**STATED GOAL 1:**
In the King Arthur passage below, what year is given for John Boorman's film Excalibur?
**STATED GOAL 2:**
Write out the part of the King Arthur passage below between "That said, Excalibur" and "the 3:20 mark.", inclusive.

**SOURCE PASSAGE:**
◇ ◇ ◇

Historians may never decide whether or not King Arthur was in any way real, but that hardly matters today. What matters is the legend of King Arthur and just how often movies, TV shows, cartoons, and video games can re-imagine and recycle Arthur, Merlin, Guinevere, Lancelot, Excalibur, Gawain, and every other ounce of the myth. It’s a story that never grows old, at least not when you can slap a new and potentially awful coat of paint on it.

Some Arthurian adaptations are dramatically faithful, and some put endearingly absurd spins on the story. But beyond Disney’s The Sword in the Stone or Monty Python and the Holy Grail, there’s a world of writers and directors who’ve taken the tale of King Arthur to absurd and embarrassing places. And now it’s time for us to visit those same places.



10) Excalibur

Alright, so Excalibur is hardly a bad movie. Like David Lynch’s Dune, John Boorman’s 1981 film is a boldly melodramatic fantasy crammed with grandeur and unexpected Patrick Stewart appearances. Everyone wears blinding, glittery armor and lavish costumes, and it’s handled with all the bombast that a Hollywood-born Arthurian retelling deserves. We’d expect no less from the man who directed Zardoz.

That said, Excalibur is still overblown and hilarious beyond anything that Camelot musical ever had. Watch this scene, in which Arthur’s dad keeps his political plans on track for all of three seconds before lust and stupidity get the better of him, and see if you can take the movie seriously after the 3:20 mark.

Really, the rest of Excalibur, fun as it is, seems a letdown after this. No matter what drama unfolds and no matter what lines the actors say, no one responds with a needlessly shouted “Are you mad? THE ALLIANCE!”

◇ ◇ ◇

**DATA:**
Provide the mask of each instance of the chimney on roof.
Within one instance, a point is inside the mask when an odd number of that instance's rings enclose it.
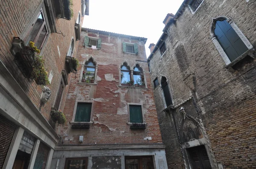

◇ ◇ ◇

**ANSWER 1:**
1981

**ANSWER 2:**
That said, Excalibur is still overblown and hilarious beyond anything that Camelot musical ever had. Watch this scene, in which Arthur’s dad keeps his political plans on track for all of three seconds before lust and stupidity get the better of him, and see if you can take the movie seriously after the 3:20 mark.